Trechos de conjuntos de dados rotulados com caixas
____

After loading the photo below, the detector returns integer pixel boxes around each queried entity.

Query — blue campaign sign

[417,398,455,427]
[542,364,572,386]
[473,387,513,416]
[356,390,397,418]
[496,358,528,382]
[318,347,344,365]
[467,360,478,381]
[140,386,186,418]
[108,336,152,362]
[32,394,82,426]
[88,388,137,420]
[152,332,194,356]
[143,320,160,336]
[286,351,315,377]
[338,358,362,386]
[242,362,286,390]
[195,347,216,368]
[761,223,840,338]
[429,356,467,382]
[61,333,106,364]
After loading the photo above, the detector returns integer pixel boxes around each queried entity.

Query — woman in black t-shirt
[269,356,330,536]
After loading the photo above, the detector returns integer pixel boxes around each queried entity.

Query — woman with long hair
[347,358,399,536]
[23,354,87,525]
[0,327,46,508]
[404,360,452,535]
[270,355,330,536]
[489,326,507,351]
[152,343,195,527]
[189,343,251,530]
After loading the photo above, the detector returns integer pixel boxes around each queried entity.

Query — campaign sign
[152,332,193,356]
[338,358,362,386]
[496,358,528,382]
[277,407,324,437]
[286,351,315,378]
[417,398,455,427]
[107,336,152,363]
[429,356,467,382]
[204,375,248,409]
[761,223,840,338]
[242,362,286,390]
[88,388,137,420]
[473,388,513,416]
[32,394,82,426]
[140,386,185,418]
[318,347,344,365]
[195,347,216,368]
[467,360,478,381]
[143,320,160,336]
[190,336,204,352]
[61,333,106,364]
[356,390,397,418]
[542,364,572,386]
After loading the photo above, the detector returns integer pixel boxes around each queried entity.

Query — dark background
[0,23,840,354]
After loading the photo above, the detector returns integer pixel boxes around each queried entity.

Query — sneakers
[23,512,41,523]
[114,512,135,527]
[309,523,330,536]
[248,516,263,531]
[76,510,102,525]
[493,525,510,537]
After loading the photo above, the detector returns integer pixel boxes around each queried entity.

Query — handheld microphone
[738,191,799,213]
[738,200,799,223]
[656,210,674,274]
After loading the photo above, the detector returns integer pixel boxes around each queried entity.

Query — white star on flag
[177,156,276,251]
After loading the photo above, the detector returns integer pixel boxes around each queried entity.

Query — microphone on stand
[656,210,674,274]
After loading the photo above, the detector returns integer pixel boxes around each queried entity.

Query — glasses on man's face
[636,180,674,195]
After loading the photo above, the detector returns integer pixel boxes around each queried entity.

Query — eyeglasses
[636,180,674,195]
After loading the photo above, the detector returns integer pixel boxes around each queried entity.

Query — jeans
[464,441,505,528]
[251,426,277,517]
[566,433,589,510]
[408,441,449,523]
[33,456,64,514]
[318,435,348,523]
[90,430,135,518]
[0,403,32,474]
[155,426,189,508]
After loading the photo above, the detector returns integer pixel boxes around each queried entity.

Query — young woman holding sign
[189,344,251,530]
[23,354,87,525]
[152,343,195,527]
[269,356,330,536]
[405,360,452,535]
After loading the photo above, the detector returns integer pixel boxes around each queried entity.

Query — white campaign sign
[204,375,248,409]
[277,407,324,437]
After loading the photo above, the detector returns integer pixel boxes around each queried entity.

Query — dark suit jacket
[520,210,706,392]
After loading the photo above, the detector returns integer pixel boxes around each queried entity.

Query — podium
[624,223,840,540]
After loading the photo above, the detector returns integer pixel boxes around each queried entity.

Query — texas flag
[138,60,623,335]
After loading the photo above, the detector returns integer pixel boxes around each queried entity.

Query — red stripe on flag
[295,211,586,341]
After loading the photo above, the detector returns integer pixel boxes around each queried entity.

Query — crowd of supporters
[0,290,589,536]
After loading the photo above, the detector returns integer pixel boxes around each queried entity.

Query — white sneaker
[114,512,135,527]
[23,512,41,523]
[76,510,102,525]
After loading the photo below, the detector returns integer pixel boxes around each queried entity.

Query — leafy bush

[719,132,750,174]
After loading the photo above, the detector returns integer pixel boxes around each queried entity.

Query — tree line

____

## O QUE FAZER
Digite novamente todos os itens acima, linha por linha, sem nenhuma alteração.

## SOLUÇÃO
After loading the photo below, the detector returns integer pixel boxes around each queried entity.

Query — blue campaign sign

[417,398,455,427]
[542,364,572,386]
[473,387,513,416]
[356,390,397,418]
[496,358,528,382]
[318,347,344,365]
[467,360,478,381]
[140,386,186,418]
[108,336,152,362]
[32,394,82,426]
[88,388,137,420]
[152,332,194,356]
[143,320,160,336]
[286,351,315,377]
[338,358,362,386]
[242,362,286,390]
[195,347,216,368]
[761,223,840,338]
[429,356,467,382]
[61,333,106,364]
After loading the photo above, the detector returns integer pixel boxes around each queried entity.

Query — woman in black t-shirt
[269,356,330,536]
After loading the photo above, the detector returns integer pixel boxes around each queried entity.

Query — woman with long hair
[347,358,399,536]
[23,354,87,525]
[0,327,46,508]
[404,360,452,535]
[270,355,330,536]
[489,326,507,351]
[152,343,195,527]
[189,343,251,530]
After loading the photo above, the detector returns integer pixel boxes around each queried entity.

Query — campaign sign
[152,332,193,356]
[338,358,362,386]
[496,358,528,382]
[277,407,324,437]
[286,351,315,378]
[417,398,455,427]
[107,336,152,363]
[429,356,467,382]
[204,375,248,409]
[761,223,840,338]
[242,362,286,390]
[88,388,137,420]
[473,388,513,416]
[32,394,82,426]
[140,386,185,418]
[318,347,344,365]
[195,347,216,368]
[467,360,478,381]
[143,320,160,336]
[190,336,204,352]
[61,333,106,364]
[356,390,397,418]
[542,364,572,386]
After loading the photo above, the detector returns integer pixel boxes around each queried entity.

Query — dark background
[0,23,840,354]
After loading the photo above, the detector returns integer pixel boxes around each queried entity.

Query — sneakers
[23,512,41,523]
[114,512,135,527]
[309,523,330,536]
[248,516,263,531]
[76,510,102,525]
[493,525,510,537]
After loading the photo above, the detector returns integer pixel boxes around each queried entity.

Query — handheld microphone
[738,191,799,213]
[738,200,799,223]
[656,210,674,274]
After loading the photo above, the detector returns integer pixel boxes around each queried entity.

Query — white star on flag
[177,156,276,251]
After loading the photo above, the detector returns integer pixel boxes around each queried entity.

Query — microphone on stand
[656,210,674,274]
After loading the photo above, the detector returns integer pixel boxes around each queried entity.

Query — glasses on man's face
[636,180,674,195]
After loading the photo above, the detector returns integer pixel boxes around each queried entity.

Query — eyeglasses
[636,180,674,195]
After loading the photo above, the detector returns integer pixel boxes around each queried entity.

Query — jeans
[464,441,505,528]
[251,426,277,517]
[566,433,589,510]
[408,441,449,523]
[33,456,64,514]
[318,435,348,523]
[90,430,135,518]
[0,403,32,474]
[155,426,189,508]
After loading the photo above, the detector returns integer pixel boxes around each queried entity.

Query — young woman holding sign
[189,344,251,530]
[23,354,87,525]
[152,343,195,527]
[269,356,330,536]
[405,360,452,535]
After loading the photo above, the detector returns integer pixel boxes around each queried entity.

Query — white campaign sign
[204,375,248,409]
[277,407,324,437]
After loading the photo above, the detector returns integer pixel boxes around each queried entity.

Query — dark suit jacket
[520,210,706,392]
After loading the photo above, the detector returns integer pixel boxes around each queried entity.

Query — podium
[624,223,840,540]
After loading the photo above, the detector returns integer pixel boxes around each queried entity.

Query — texas flag
[138,60,623,335]
After loading the photo above, the detector returns integer pixel boxes around each queried entity.

Query — red stripe on flag
[295,211,586,341]
After loading the photo above, the detector returns integer pixel boxes around each queried entity.

Query — crowd of supporters
[0,290,589,536]
After loading the photo above, the detector returns integer pixel boxes around each queried entity.

Query — white sneaker
[114,512,135,527]
[23,512,41,523]
[76,510,102,525]
After loading the photo below, the detector returns integer pixel boxes around each queried entity.

Query — leafy bush

[719,132,750,174]
After loading the photo above, the detector returns integer pixel boxes around each queried entity.

Query — tree line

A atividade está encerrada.